THE RECORDS start

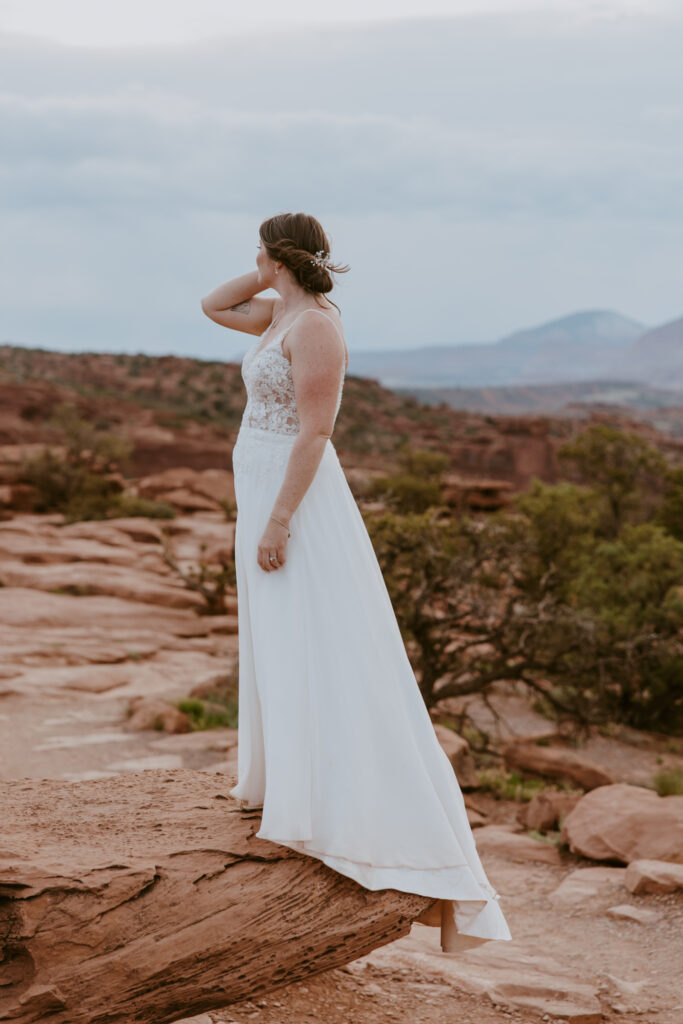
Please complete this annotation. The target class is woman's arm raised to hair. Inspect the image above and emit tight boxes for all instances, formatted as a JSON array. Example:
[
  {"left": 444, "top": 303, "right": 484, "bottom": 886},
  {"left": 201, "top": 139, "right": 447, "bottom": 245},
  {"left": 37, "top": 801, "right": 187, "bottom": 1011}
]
[
  {"left": 272, "top": 316, "right": 346, "bottom": 524},
  {"left": 202, "top": 270, "right": 275, "bottom": 334}
]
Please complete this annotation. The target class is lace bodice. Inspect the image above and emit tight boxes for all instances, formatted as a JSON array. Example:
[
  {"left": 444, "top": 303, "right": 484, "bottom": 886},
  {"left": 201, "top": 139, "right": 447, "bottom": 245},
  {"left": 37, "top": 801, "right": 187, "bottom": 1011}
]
[{"left": 242, "top": 309, "right": 345, "bottom": 434}]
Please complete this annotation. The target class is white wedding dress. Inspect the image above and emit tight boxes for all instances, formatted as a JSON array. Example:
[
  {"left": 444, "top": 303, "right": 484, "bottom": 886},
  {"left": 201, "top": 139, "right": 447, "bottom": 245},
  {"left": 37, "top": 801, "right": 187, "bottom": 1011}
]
[{"left": 230, "top": 309, "right": 512, "bottom": 952}]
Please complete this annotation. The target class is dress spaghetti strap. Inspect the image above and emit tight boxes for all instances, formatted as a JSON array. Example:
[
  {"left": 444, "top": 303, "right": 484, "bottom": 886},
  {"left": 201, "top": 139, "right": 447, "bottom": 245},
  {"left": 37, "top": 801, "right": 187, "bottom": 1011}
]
[{"left": 282, "top": 308, "right": 344, "bottom": 341}]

THE RECORDS end

DIRECTIONS FOR THIS TASK:
Copy out every line of the material above word for word, leaving out the pictures.

REPLY TO THE TASK:
Please complete this annotation. The target class is woman's arm raised to hair. Inspect the image above and emit tight boxes for all instances, formatted as a JSON array. Example:
[
  {"left": 444, "top": 303, "right": 484, "bottom": 886},
  {"left": 201, "top": 139, "right": 447, "bottom": 245},
  {"left": 37, "top": 801, "right": 187, "bottom": 1011}
]
[
  {"left": 272, "top": 316, "right": 346, "bottom": 524},
  {"left": 202, "top": 270, "right": 275, "bottom": 334}
]
Please complete this annotation. The target class is lace bodice. Inspect the image above and emit tight boxes for all instances, formatted as a JSON array. Example:
[
  {"left": 444, "top": 303, "right": 484, "bottom": 886},
  {"left": 201, "top": 139, "right": 447, "bottom": 245},
  {"left": 37, "top": 801, "right": 187, "bottom": 1011}
]
[{"left": 242, "top": 309, "right": 345, "bottom": 434}]
Please complete this annotation. The target class is white wedding dress. Inspect the image above and emit tight boxes for all instances, formatted as a JSON array. Example:
[
  {"left": 444, "top": 303, "right": 484, "bottom": 886},
  {"left": 201, "top": 139, "right": 447, "bottom": 245},
  {"left": 37, "top": 801, "right": 187, "bottom": 1011}
]
[{"left": 230, "top": 309, "right": 512, "bottom": 952}]
Please complete this annotation. The target class is dress spaghetti strap. Inspect the image above and emit tight boxes for all instances, formatted as a JSON array. Example:
[
  {"left": 444, "top": 303, "right": 484, "bottom": 886},
  {"left": 201, "top": 139, "right": 447, "bottom": 245},
  {"left": 37, "top": 801, "right": 187, "bottom": 1011}
]
[{"left": 282, "top": 308, "right": 344, "bottom": 341}]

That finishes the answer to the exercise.